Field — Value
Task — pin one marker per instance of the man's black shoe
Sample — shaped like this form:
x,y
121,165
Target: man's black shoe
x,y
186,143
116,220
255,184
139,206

□ □ □ □ □

EXERCISE PROMPT> Using the data above, repeat every line exactly.

SOLUTION TO THIS EXERCISE>
Field — Value
Task — pin one marker per instance of the man's black shoe
Sample — shaped like this form:
x,y
121,165
Target: man's black shoe
x,y
186,143
116,220
255,184
139,206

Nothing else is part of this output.